Text excerpt:
____

DelCampo School (DCS) is a private school located in the region of Tegucigalpa, Honduras. DCS is also a college preparatory school with English and Spanish as the primary languages of instruction. The program of study offers students the opportunity to graduate with an American high school diploma as well as the "Bachillerato" degree, which fulfills requirements of the Honduran Ministry of Education.

It has purchased an artificial turf pitch from Xtreme Turf, manufactured and installed by ACT Global Sports. The benefits of the synthetic grass system for sports field turf include more recreational and playing hours, reduced maintenance and long-term performance.

DelCampo provides special education services through a Learning Resource Center. The center offers five service programs ranging from inclusion to homebound instruction.

____

Supplied entries:
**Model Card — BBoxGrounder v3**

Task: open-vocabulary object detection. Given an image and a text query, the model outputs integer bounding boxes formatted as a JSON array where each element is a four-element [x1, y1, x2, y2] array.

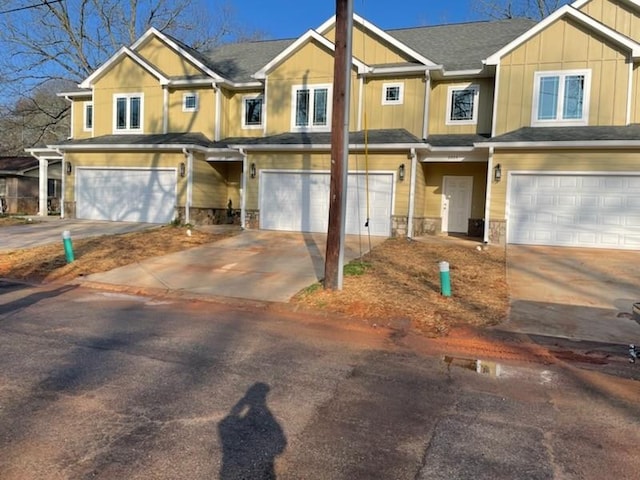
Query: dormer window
[[446, 85, 480, 125], [182, 93, 198, 112], [531, 70, 591, 126], [113, 93, 143, 133]]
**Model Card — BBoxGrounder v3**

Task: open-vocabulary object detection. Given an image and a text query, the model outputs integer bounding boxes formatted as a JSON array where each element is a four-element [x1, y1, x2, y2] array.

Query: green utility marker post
[[439, 262, 451, 297], [62, 230, 74, 263]]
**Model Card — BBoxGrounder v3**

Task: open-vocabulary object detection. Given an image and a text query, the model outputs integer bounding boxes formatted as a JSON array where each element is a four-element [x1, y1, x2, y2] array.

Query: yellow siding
[[64, 151, 187, 206], [169, 87, 215, 139], [93, 57, 164, 137], [324, 24, 413, 65], [267, 41, 359, 135], [247, 152, 411, 215], [490, 150, 638, 220], [137, 37, 202, 77], [191, 156, 229, 208], [422, 162, 487, 218], [429, 78, 493, 135], [71, 97, 95, 139], [580, 0, 640, 42], [364, 77, 425, 138], [495, 20, 629, 134]]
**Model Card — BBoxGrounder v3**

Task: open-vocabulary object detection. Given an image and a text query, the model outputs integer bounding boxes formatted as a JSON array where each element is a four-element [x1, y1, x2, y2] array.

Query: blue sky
[[232, 0, 481, 39]]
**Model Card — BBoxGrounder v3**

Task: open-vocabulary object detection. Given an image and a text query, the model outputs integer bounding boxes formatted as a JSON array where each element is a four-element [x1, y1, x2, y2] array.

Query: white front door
[[442, 175, 473, 233]]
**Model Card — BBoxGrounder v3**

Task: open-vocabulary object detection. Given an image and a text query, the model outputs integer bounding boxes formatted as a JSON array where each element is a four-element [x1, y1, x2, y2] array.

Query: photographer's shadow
[[218, 382, 287, 480]]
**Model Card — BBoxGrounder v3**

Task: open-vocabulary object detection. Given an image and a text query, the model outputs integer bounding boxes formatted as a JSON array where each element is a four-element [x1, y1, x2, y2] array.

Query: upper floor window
[[242, 95, 264, 128], [82, 102, 93, 132], [531, 70, 591, 126], [182, 93, 198, 112], [113, 93, 144, 133], [382, 83, 404, 105], [445, 85, 480, 125], [292, 85, 331, 131]]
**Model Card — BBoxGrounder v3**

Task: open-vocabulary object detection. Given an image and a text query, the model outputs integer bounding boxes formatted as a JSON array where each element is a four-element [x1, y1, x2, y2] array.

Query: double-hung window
[[531, 70, 591, 126], [445, 85, 480, 125], [113, 93, 144, 133], [291, 85, 331, 132], [382, 83, 404, 105], [82, 102, 93, 132], [242, 95, 264, 128]]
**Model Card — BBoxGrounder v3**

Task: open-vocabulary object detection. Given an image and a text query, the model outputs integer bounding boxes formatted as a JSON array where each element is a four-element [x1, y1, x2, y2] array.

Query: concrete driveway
[[498, 245, 640, 344], [86, 230, 385, 302], [0, 217, 158, 251]]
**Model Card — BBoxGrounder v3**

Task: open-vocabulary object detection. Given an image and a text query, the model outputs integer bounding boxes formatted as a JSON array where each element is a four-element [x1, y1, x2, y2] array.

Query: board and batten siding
[[490, 150, 640, 220], [495, 19, 629, 135]]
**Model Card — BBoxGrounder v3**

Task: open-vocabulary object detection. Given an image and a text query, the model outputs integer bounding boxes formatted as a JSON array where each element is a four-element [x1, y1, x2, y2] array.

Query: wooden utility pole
[[324, 0, 353, 290]]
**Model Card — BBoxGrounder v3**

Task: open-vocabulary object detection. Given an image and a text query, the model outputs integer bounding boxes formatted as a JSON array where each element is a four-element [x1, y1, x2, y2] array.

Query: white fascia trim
[[474, 140, 640, 150], [367, 65, 442, 77], [131, 27, 227, 82], [78, 47, 170, 88], [229, 143, 426, 152], [56, 90, 93, 101], [316, 13, 438, 67], [50, 143, 208, 152], [483, 5, 640, 65], [252, 30, 370, 80]]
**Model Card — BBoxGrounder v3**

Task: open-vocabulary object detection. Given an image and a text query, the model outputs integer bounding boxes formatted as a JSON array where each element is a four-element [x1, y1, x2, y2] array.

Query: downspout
[[422, 72, 431, 139], [407, 148, 418, 239], [482, 147, 494, 243], [238, 148, 247, 230], [211, 82, 222, 142], [182, 148, 193, 224], [162, 85, 169, 133]]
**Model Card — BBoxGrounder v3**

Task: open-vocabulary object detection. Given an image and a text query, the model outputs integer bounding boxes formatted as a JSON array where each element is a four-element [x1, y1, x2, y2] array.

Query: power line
[[0, 0, 62, 15]]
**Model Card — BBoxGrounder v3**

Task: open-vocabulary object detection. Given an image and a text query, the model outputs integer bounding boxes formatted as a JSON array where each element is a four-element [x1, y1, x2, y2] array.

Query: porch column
[[38, 158, 49, 217]]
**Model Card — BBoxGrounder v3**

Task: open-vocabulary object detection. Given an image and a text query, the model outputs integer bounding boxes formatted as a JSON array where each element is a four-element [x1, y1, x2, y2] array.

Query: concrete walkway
[[86, 230, 385, 302]]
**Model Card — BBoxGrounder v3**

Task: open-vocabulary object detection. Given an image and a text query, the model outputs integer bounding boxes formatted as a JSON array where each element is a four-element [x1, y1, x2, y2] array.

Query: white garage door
[[260, 172, 393, 236], [76, 168, 176, 223], [508, 174, 640, 249]]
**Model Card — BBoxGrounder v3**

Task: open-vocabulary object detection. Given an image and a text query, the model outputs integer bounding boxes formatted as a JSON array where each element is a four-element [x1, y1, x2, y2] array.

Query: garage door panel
[[509, 173, 640, 248], [260, 172, 393, 236], [76, 168, 176, 223]]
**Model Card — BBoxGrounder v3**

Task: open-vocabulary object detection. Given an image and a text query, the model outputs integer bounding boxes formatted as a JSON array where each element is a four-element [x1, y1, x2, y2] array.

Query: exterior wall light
[[493, 163, 502, 182]]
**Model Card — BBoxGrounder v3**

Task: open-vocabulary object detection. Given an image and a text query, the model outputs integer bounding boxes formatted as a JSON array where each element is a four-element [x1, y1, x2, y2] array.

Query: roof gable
[[253, 30, 369, 80], [79, 47, 169, 88], [316, 13, 439, 67], [484, 5, 640, 65]]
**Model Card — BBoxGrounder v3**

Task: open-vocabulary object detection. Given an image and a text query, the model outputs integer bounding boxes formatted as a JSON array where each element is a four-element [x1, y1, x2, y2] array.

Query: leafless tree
[[473, 0, 569, 20], [0, 0, 263, 146]]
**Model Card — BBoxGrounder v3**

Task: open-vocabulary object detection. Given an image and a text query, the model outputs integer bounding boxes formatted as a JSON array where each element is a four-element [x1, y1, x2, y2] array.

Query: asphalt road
[[0, 282, 640, 480]]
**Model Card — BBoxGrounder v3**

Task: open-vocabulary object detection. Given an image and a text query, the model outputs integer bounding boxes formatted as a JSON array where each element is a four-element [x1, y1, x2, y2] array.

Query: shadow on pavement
[[218, 382, 287, 480]]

____

To-do list:
• A. In the DelCampo School description, which company manufactured and installed the school's artificial turf pitch?
• B. Quote the DelCampo School description between "DelCampo provides special" and "to homebound instruction.", inclusive.

List of solutions:
• A. ACT Global Sports

• B.
DelCampo provides special education services through a Learning Resource Center. The center offers five service programs ranging from inclusion to homebound instruction.